• Exercise tasks:
1) In the text about the South Korean president's pets, what are the names of the rescue dog and cat he chose?
2) Carry on the text about the South Korean president's rescue pets from where it stops.

• Text segment:
Unlike his predecessor, he didn't exclusively go for pure-bred white Jindo dogs renowned for their devout loyalty and stoic beauty. Instead he chose a rescue dog and cat (named Tory and Jjing-Jjing) -- a move hailed by animal rights activists.
The mere image and civil act of Korea's new president showing compassion for abandoned and abused rescue animals will be both positive and powerful. South Korea is a modern country, but its progress when it comes to animal welfare lags behind its rapid economic development.
"Tory, by conventional standards, is an ugly dog covered in black hair. I will adopt him as 'first dog' in the belief that both humans and animals have the right to be free from prejudice and discrimination," stated Moon, shortly after being elected.
Many Koreans consider mixed-breed dogs and cats to be "impure," and many still view animals of all kinds, including dogs and cats, to be "unclean" or "dirty."
The few prized dogs that do exist in South Korea are typically light or white-colored purebreds -- an antiquated notion of purity and cleanliness.

• Dataset:
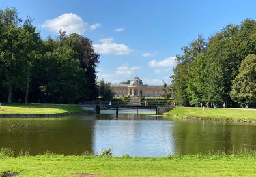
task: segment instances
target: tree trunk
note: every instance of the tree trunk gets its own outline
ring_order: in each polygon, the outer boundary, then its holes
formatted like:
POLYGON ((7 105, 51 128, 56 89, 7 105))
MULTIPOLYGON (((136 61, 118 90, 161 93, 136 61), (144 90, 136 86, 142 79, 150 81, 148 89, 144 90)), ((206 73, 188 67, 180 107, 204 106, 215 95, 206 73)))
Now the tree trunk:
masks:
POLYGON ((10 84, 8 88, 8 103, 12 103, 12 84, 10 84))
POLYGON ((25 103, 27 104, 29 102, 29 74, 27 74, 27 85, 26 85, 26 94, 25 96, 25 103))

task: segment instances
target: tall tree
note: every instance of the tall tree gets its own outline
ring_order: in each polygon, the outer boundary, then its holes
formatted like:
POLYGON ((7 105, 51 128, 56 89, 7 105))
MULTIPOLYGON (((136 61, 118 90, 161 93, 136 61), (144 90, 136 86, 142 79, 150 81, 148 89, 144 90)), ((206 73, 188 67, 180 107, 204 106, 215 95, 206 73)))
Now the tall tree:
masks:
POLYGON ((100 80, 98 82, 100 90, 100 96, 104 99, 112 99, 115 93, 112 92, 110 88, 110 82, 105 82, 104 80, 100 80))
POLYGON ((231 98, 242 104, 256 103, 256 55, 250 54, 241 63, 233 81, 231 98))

---

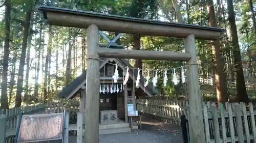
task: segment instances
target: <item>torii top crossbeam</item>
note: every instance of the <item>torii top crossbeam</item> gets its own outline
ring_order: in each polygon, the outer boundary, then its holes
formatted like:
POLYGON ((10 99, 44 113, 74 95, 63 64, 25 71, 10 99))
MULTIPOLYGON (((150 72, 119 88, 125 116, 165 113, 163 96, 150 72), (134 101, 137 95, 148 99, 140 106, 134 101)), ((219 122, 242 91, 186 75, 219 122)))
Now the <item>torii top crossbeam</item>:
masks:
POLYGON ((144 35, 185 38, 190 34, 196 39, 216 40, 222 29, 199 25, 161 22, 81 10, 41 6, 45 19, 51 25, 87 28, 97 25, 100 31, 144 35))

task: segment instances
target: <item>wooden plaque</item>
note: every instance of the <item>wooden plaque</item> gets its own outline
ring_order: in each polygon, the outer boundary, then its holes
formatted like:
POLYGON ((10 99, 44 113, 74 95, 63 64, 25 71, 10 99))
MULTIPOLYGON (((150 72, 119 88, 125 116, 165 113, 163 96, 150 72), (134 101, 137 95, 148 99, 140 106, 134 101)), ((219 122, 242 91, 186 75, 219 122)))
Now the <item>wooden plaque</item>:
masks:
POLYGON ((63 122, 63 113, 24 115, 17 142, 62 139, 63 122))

• Results for each task:
1) Tory and Jjing-Jjing.

2)
Ten days to be adopted
Such views have had negative ripple effects when it comes to the conditions surrounding abandoned and homeless animals in South Korea.
In 2015, nearly 800,000 animals were abandoned -- down from 2010, when the figure reached nearly one million. Under the Animal Protection Act, abandoned animals only have ten days until they must be adopted, or they must be killed humanely.
In 2015, over 42% of shelter animals died or were euthanized, according to the Ministry of Agriculture, Food, and Rural Affairs
According to the Korea Consumer Agency, only 5.2% were adopted from shelters. Most dogs are sourced from breeders, because pets from shelters are considered unhygienic.
Meanwhile, although the concept of "zero kill" shelters, along with spay and neuter programs to help drive down euthanization rates, is emerging in other regions, the concept has yet to take a strong foothold in South Korea.
South Korea has also received wide criticism, domestically and internationally, for its dog meat industry. Admittedly, the sector is declining, with the younger generation of South Koreans increasingly spurning the practice.
Still, government subsidies and training programs to help transition businesses out of the industry would be highly beneficial for both humans and animals alike in this area.
While the previous administration did focus on pets as a proclaimed initiative, it was a focus on the pet sector as a potential new economic sector through further deregulation, not a policy focus on improving animal welfare.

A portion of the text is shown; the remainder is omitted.